— Begin Article —

Keep Lighting Yourself With Technology

The rapid growth in users' use of smartphones and tablets as interfaces for lighting control is driving massive growth in the smart lighting market. Smart lighting has multiple dimensions. Making lights more sensitive to personal presence is a fundamental dimension of smart lighting. LED technology has given lighting manufacturers the chance to add more control to their products. This is accelerating the development of smart and connected lighting systems that provide features and benefits that cannot be achieved with traditional lighting systems. Adding intelligence and connectivity to fixtures promises to deliver valuable efficiency and productivity gains. Via a controls-ready driver, LEDs can be easily integrated with sensors, embedded processors and communication modules to provide highly adaptive lighting.

Bluetooth or WiFi

Connected lighting systems use a wireless or wired communication platform to simplify light management as well as commissioning and software upgrades. LED lights are increasingly being developed and designed to support the latest wireless technologies. Wireless solutions provide faster, easier and more cost-effective installation and deployment, while providing flexibility in the deployment of endpoints. Wireless lighting systems are usually organized using network architecture, where each device in the network, called a node, can interact with a number of surrounding nodes and communicate with a controller over multiple paths. Mesh networks are self-configuring and self-healing. The interoperability and standardization offered by wireless networking protocols such as Bluetooth Mesh and Thread enables network integration of other building automation and energy management tasks. This integration provides opportunities to create a wide variety of services, benefits, and revenue streams through an end-to-end software framework. Connected lighting systems can also be implemented in a wired platform using Power over Ethernet (PoE) technology. PoE ensures that power is delivered over the same low-voltage cable infrastructure that supplies the Ethernet data. PoE lighting is a promising technology expected to be widely used in commercial buildings.

— End Article —
— Begin Dataset excerpts —

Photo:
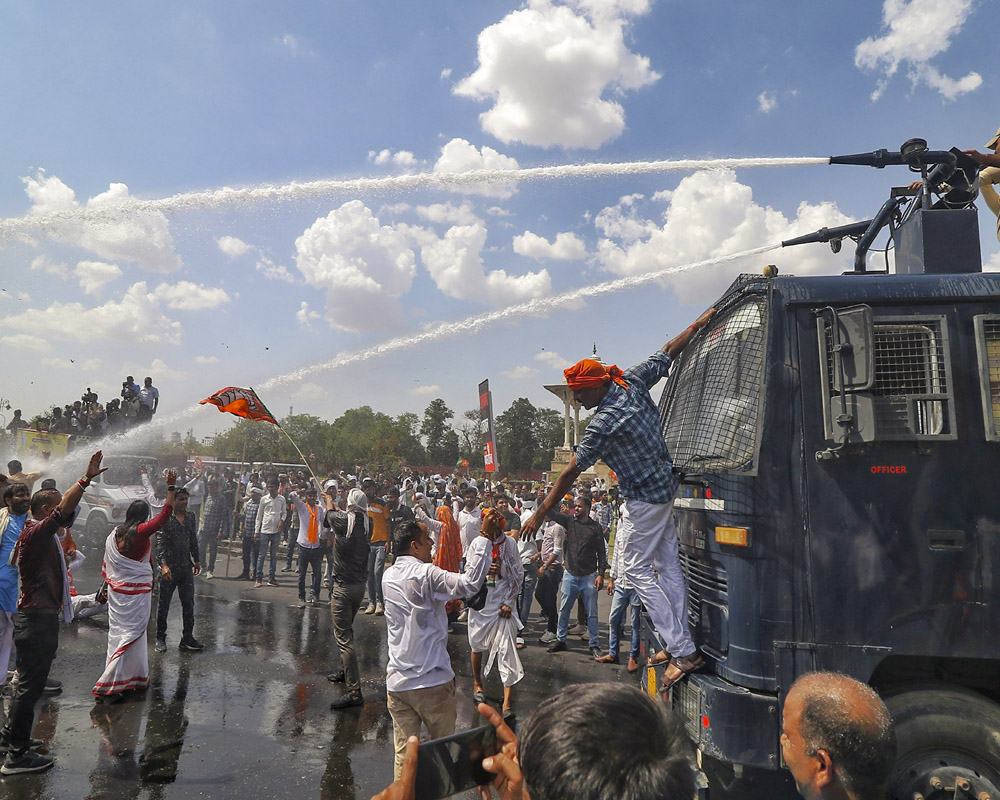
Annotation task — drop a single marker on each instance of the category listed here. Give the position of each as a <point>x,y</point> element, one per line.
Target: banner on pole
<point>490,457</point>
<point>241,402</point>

— End Dataset excerpts —
— Begin Dataset excerpts —

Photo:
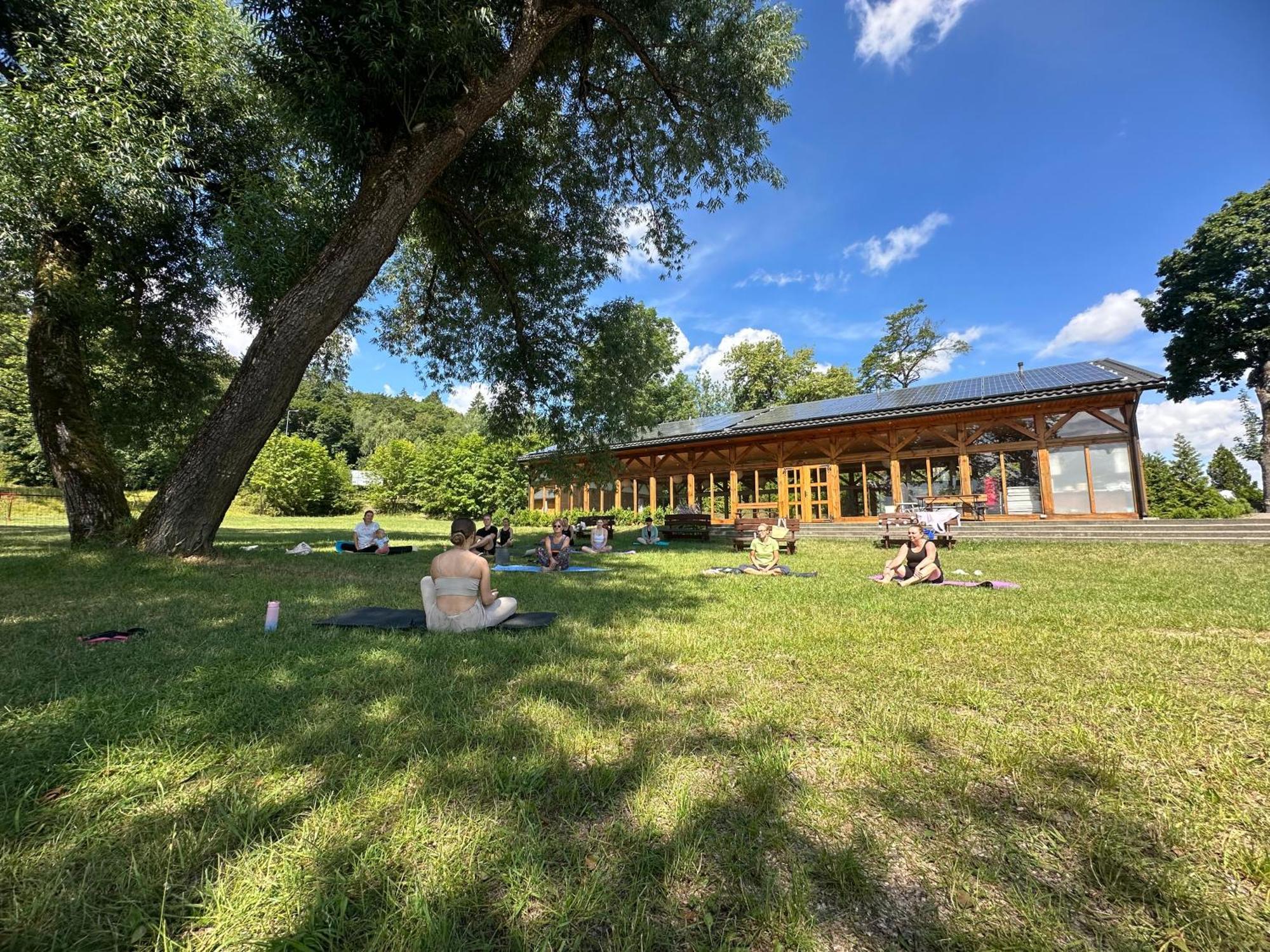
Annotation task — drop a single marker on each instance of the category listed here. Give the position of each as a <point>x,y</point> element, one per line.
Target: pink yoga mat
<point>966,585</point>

— End Dataset excerpts —

* **Task instructions**:
#1 Please reproduce the part of the smart lighting article that opens with the words containing "Keep Lighting Yourself" and closes with "highly adaptive lighting.", substituting "luminaires" for "fixtures".
#2 Answer these questions from the smart lighting article:
(a) What has given lighting manufacturers the chance to add more control to their products?
(b) Which two wireless networking protocols are named?
(c) What technology allows connected lighting systems to be implemented on a wired platform?

* **Answers per task**:
#1
Keep Lighting Yourself With Technology

The rapid growth in users' use of smartphones and tablets as interfaces for lighting control is driving massive growth in the smart lighting market. Smart lighting has multiple dimensions. Making lights more sensitive to personal presence is a fundamental dimension of smart lighting. LED technology has given lighting manufacturers the chance to add more control to their products. This is accelerating the development of smart and connected lighting systems that provide features and benefits that cannot be achieved with traditional lighting systems. Adding intelligence and connectivity to luminaires promises to deliver valuable efficiency and productivity gains. Via a controls-ready driver, LEDs can be easily integrated with sensors, embedded processors and communication modules to provide highly adaptive lighting.

#2
(a) LED technology.
(b) Bluetooth Mesh and Thread.
(c) Power over Ethernet (PoE).